* start Raw data *

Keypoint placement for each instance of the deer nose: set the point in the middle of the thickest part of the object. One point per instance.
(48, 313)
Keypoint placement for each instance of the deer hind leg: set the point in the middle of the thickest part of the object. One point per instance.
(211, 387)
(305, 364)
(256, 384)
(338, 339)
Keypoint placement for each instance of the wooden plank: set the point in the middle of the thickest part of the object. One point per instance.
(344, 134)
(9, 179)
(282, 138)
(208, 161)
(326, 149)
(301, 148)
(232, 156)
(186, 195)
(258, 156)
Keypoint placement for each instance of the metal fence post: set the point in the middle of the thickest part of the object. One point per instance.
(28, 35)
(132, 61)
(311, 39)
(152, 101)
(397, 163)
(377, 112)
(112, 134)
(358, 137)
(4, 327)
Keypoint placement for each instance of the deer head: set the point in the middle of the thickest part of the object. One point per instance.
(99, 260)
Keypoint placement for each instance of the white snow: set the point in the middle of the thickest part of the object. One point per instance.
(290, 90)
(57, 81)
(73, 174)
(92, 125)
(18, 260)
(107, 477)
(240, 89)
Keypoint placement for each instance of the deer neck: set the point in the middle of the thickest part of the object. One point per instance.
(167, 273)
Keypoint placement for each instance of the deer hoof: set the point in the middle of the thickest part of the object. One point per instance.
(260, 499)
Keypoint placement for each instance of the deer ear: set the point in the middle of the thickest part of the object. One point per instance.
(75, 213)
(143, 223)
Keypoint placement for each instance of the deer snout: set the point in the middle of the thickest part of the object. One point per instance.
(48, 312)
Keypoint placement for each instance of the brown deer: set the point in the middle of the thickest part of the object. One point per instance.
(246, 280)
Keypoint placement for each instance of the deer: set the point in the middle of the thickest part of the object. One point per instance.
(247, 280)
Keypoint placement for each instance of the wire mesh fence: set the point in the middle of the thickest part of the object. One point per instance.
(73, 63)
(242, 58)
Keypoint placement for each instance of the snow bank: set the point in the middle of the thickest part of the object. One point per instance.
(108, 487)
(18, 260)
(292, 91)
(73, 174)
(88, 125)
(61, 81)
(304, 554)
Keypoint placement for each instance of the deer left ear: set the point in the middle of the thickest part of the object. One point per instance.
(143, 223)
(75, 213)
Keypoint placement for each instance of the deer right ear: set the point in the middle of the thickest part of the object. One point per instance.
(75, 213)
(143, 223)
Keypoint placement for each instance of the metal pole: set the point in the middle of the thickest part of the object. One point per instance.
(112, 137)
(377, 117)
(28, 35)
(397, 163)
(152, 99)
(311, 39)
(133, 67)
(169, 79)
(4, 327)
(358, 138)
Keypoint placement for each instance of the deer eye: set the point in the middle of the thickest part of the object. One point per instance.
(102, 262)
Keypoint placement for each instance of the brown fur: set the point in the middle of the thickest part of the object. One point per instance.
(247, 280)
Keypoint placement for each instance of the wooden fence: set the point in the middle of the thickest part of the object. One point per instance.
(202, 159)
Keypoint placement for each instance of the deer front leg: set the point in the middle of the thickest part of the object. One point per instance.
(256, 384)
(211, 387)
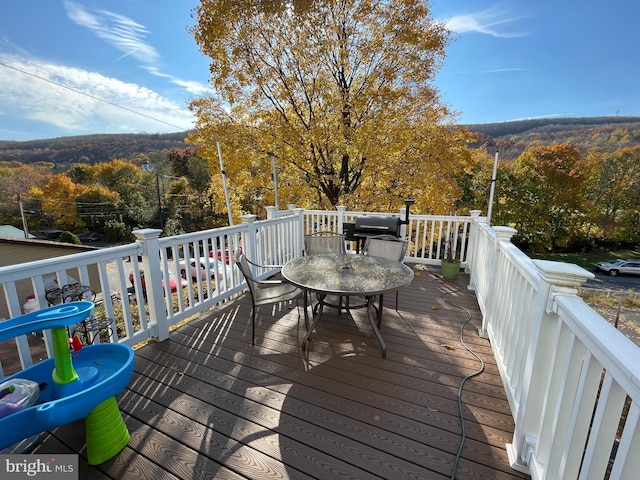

* end Raw data *

[Request] Turn all of the records above into a Markdown table with the columns Row and Line, giving each line its own numbered row and skipping blank lines. Leave the picture out.

[Response to this exercise]
| Row | Line |
|---|---|
| 1 | Keypoint placement for each instance of the deer nose: set the point in the middle of the thickest part of the object. One point per instance. |
| 2 | (48, 313) |
| 3 | Keypoint placement for each instance of the deer hind leg: set the point in the middle of the thickest part of the object. One point per instance. |
| 4 | (211, 387) |
| 5 | (305, 364) |
| 6 | (256, 384) |
| 7 | (338, 339) |
| 8 | Keypoint placement for each instance of the wooden plank: set the point in the middle of the thickest part of the object. One point per instance. |
| 9 | (344, 134) |
| 10 | (9, 179) |
| 11 | (282, 138) |
| 12 | (208, 161) |
| 13 | (326, 149) |
| 14 | (301, 148) |
| 15 | (232, 156) |
| 16 | (186, 195) |
| 17 | (258, 156) |
| 18 | Keypoint placement for each instance of the metal fence post: set the point in the middle of the thickest part of the object. One point per instance. |
| 19 | (28, 35) |
| 20 | (132, 61) |
| 21 | (311, 39) |
| 22 | (152, 101) |
| 23 | (397, 163) |
| 24 | (377, 112) |
| 25 | (112, 134) |
| 26 | (358, 137) |
| 27 | (4, 327) |
| 28 | Keypoint placement for each instance of the deer head: set the point in the middle of the thickest part of the object. One point per instance. |
| 29 | (99, 260) |
| 30 | Keypoint placement for each instance of the white snow: set the point in the middle of the thickest part of the object. One point per instance. |
| 31 | (290, 90) |
| 32 | (57, 81) |
| 33 | (73, 174) |
| 34 | (92, 125) |
| 35 | (18, 260) |
| 36 | (107, 477) |
| 37 | (240, 89) |
| 38 | Keypoint placement for each instance of the deer neck: set the point in the middle of the thickest part of the object. One point per instance. |
| 39 | (167, 273) |
| 40 | Keypoint placement for each instance of the deer hoof: set the point in the middle of the thickest part of the object. One point per instance. |
| 41 | (260, 499) |
| 42 | Keypoint placement for each instance of the deer ear: set the point in the middle of the thickest part of the object. One point per instance. |
| 43 | (75, 213) |
| 44 | (143, 223) |
| 45 | Keypoint placement for each instance of the deer snout: set the point in the middle of the thickest part of the object. One point per instance. |
| 46 | (48, 312) |
| 47 | Keypoint placement for each instance of the brown deer: set the point in the middle of the thickest part of the object. One point per instance. |
| 48 | (246, 280) |
| 49 | Keypoint placement for each instance of the deer: set the point in the middle of the thickest part of the object. One point per instance. |
| 50 | (247, 280) |
| 51 | Keypoint placement for each instance of the wire mesh fence: set the point in the middle of the thickest part of the object. One point per instance. |
| 52 | (73, 63) |
| 53 | (242, 58) |
| 54 | Keypoint placement for each instance of the snow bank: set the point in the middle of the thickest part of the object. One point per instance. |
| 55 | (108, 487) |
| 56 | (18, 260) |
| 57 | (292, 91) |
| 58 | (73, 174) |
| 59 | (88, 125) |
| 60 | (61, 81) |
| 61 | (304, 554) |
| 62 | Keypoint placement for each instance of the deer left ear: set the point in the middle of the thickest part of the object. One point per instance. |
| 63 | (143, 223) |
| 64 | (75, 213) |
| 65 | Keypoint placement for each instance of the deer right ear: set the point in the middle of the thickest part of the object. One point per instance. |
| 66 | (75, 213) |
| 67 | (143, 223) |
| 68 | Keypoint placement for each instance of the metal pole: set the point in the middle of the thickest part of the object. One point per instance. |
| 69 | (112, 137) |
| 70 | (377, 117) |
| 71 | (28, 35) |
| 72 | (397, 163) |
| 73 | (152, 99) |
| 74 | (311, 39) |
| 75 | (133, 67) |
| 76 | (169, 79) |
| 77 | (4, 327) |
| 78 | (358, 138) |
| 79 | Keypoint placement for each instance of the deer eye: set the point in the middle of the thickest part of the object. One point per instance. |
| 80 | (102, 262) |
| 81 | Keypoint placement for each instance of the brown fur: set the point in the middle of the thickest part of the object. One point per instance. |
| 82 | (247, 280) |
| 83 | Keypoint placement for each instance of the wooden fence: set the point in the middle of the thickest part of the object. One point per instance. |
| 84 | (202, 159) |
| 85 | Keypoint placement for each instance of the deer front leg: set the point in the middle of the thickest part of the object. One point per instance. |
| 86 | (256, 384) |
| 87 | (211, 387) |